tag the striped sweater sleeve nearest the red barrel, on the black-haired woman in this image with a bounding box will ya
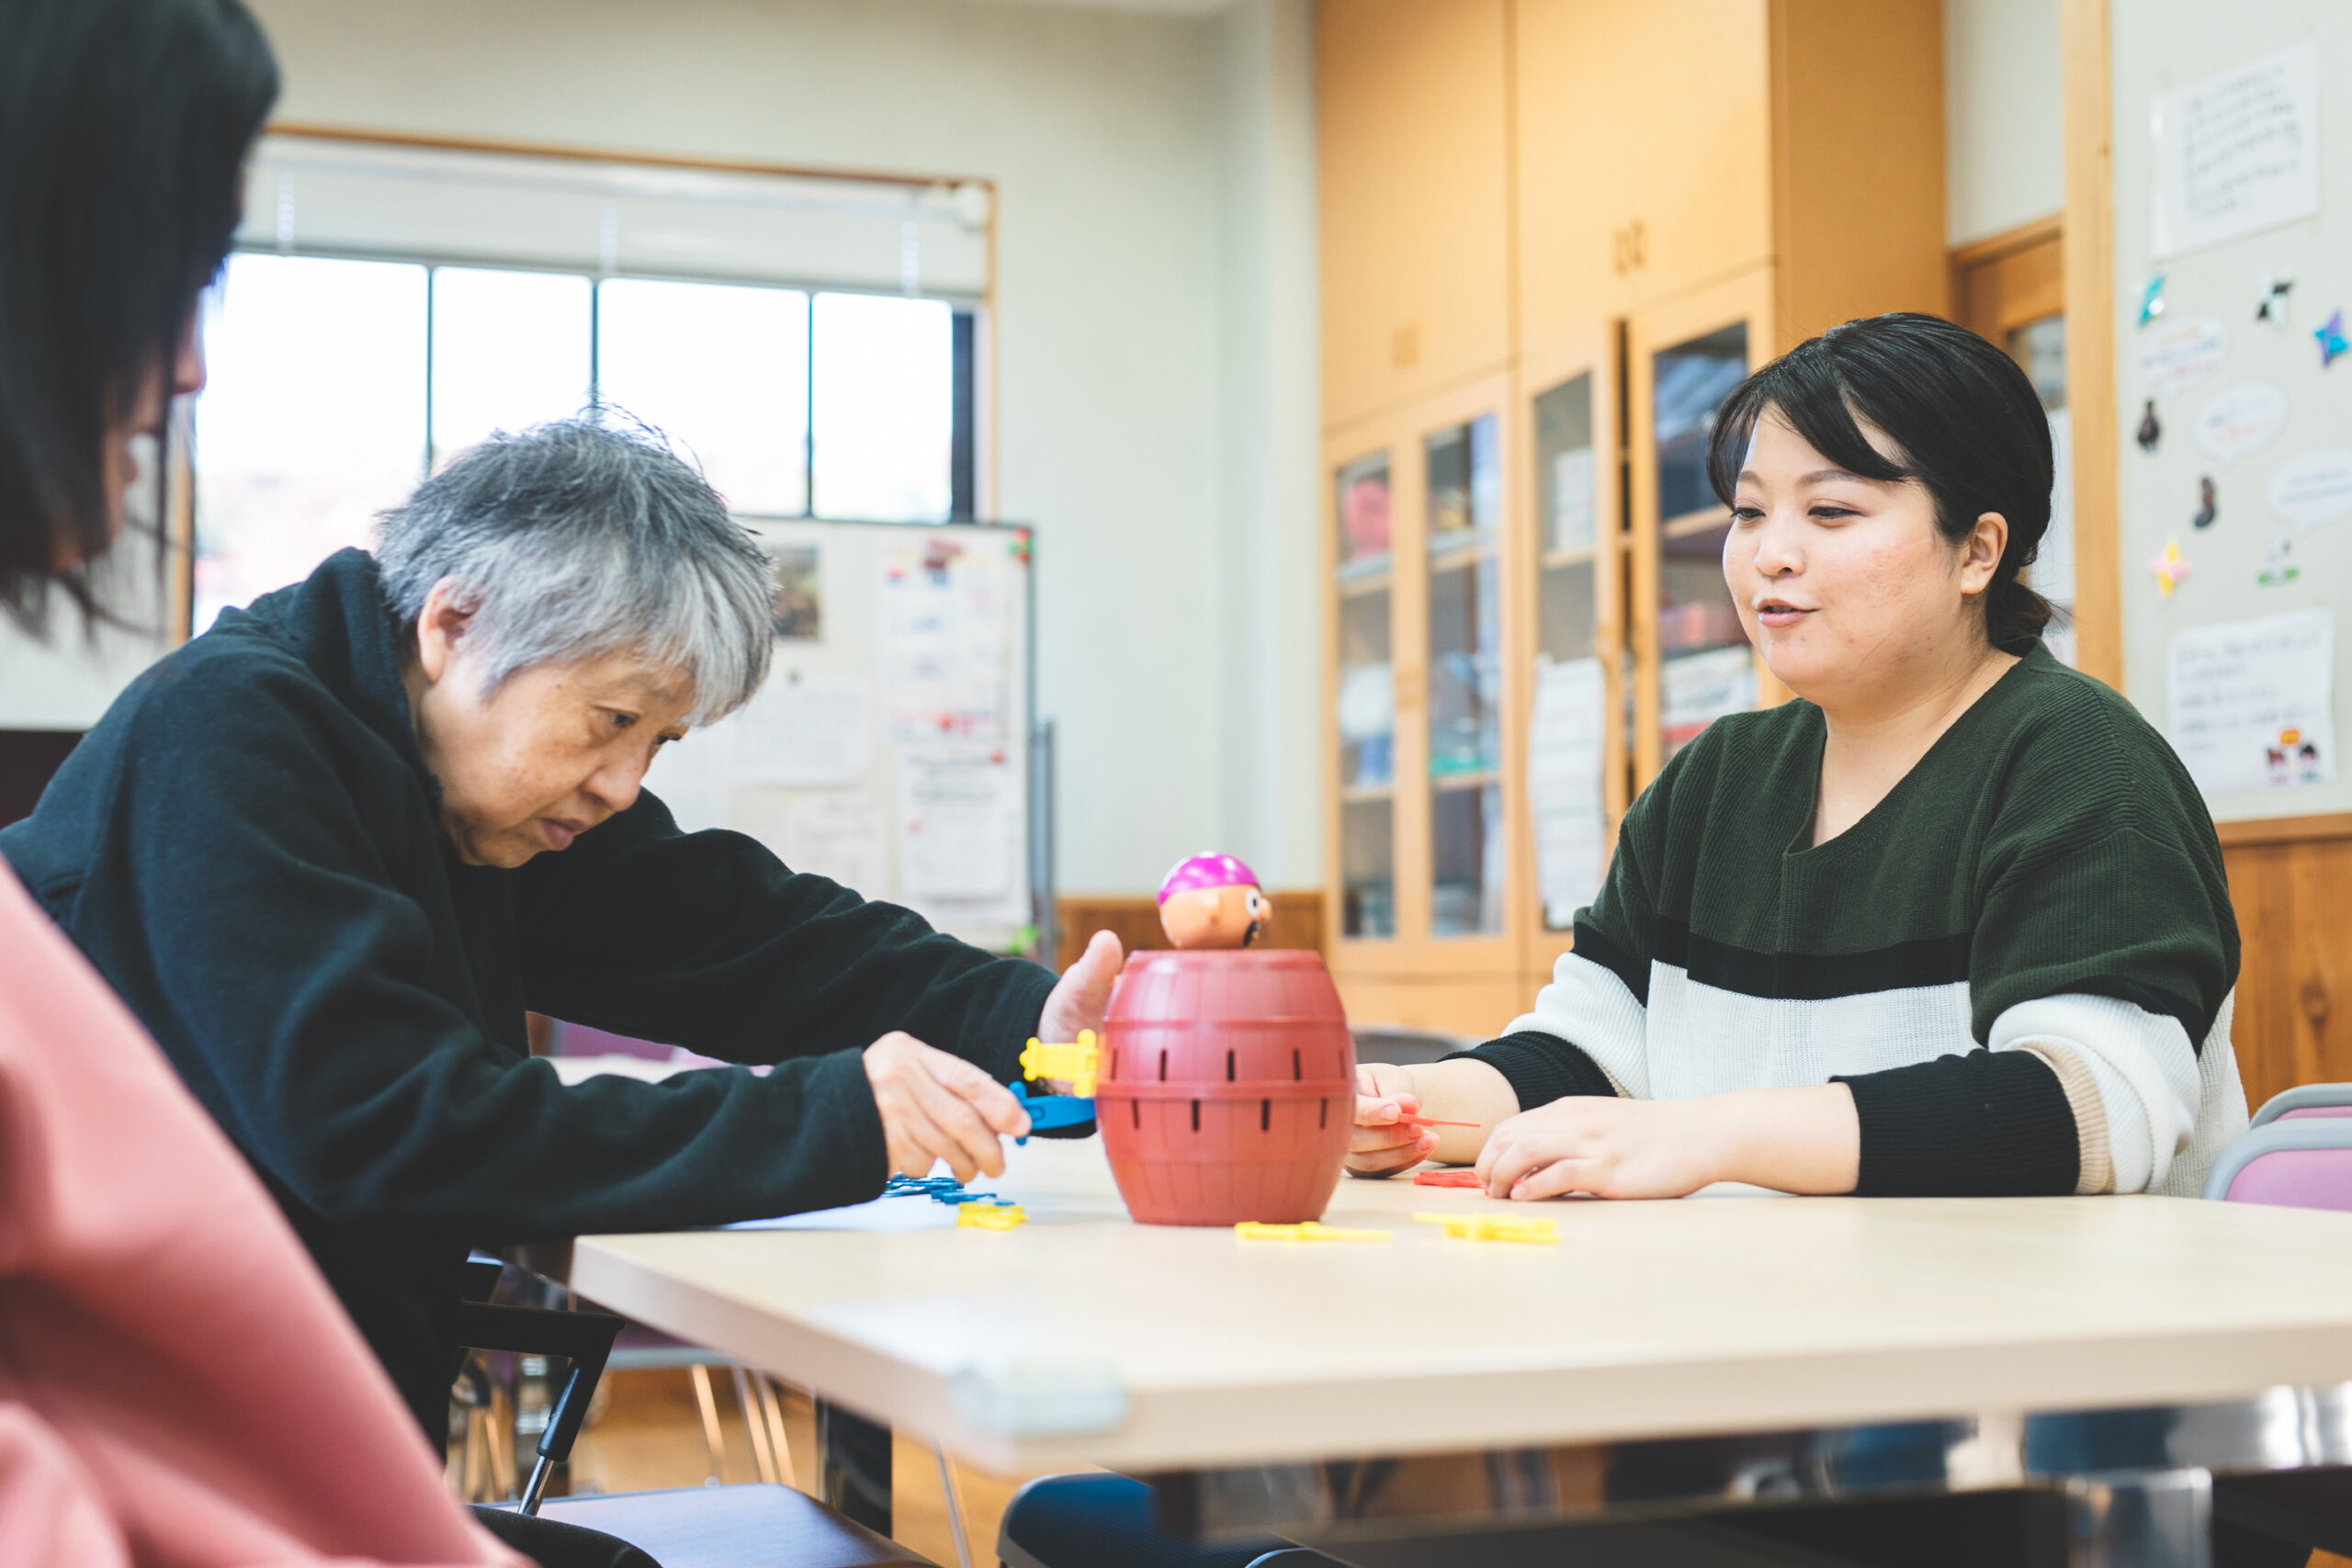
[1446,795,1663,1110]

--

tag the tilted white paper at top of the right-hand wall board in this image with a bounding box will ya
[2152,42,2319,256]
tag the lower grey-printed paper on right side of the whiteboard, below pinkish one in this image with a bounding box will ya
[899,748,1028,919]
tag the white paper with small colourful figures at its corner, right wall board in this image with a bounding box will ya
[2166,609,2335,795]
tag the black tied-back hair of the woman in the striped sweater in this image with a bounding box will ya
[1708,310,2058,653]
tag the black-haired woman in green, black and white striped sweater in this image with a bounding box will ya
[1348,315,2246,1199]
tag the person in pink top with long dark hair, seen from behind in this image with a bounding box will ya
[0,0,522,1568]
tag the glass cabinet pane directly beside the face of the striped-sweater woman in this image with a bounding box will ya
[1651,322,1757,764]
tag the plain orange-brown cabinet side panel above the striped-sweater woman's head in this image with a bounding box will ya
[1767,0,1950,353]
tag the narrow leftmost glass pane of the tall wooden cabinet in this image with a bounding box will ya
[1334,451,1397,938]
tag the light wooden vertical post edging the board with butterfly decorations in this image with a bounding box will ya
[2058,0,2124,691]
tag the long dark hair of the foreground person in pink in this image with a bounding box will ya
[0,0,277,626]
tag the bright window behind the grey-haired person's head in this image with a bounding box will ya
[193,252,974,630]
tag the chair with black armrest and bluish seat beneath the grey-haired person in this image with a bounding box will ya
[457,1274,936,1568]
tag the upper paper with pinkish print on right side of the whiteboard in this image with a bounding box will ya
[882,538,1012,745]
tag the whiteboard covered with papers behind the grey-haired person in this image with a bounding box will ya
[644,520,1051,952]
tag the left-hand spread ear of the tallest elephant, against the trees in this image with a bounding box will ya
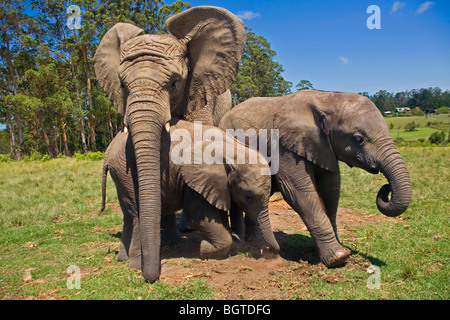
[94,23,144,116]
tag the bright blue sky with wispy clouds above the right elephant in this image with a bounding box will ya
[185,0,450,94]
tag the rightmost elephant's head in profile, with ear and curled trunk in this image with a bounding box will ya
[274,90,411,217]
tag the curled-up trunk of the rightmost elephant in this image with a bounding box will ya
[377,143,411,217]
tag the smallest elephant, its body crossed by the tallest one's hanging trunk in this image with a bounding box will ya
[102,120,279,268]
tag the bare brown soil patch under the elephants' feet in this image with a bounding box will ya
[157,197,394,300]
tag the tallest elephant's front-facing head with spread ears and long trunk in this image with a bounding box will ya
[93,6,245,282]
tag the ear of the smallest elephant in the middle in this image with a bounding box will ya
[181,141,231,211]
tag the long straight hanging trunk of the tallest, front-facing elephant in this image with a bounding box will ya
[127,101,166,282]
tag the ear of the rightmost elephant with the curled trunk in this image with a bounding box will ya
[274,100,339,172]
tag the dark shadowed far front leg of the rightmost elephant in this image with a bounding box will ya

Directions: A word-for-word copy of the lines above from the one with "tag the tallest" through the one with "tag the dark", inclusive, is the only output wanted.

Response to the task:
tag the tallest elephant's front-facing head with spread ears and long trunk in this image with a bounding box will ya
[93,6,245,282]
tag the ear of the smallest elephant in the middle in this image with a bounding box will ya
[181,141,231,211]
tag the long straight hanging trunk of the tallest, front-facing elephant in this image with a bounding box will ya
[127,101,166,282]
tag the ear of the rightmost elephant with the curled trunk in this image with a bounding box will ya
[274,100,339,172]
tag the dark shadowed far front leg of the rightmost elephant in this image with a bounding box will ya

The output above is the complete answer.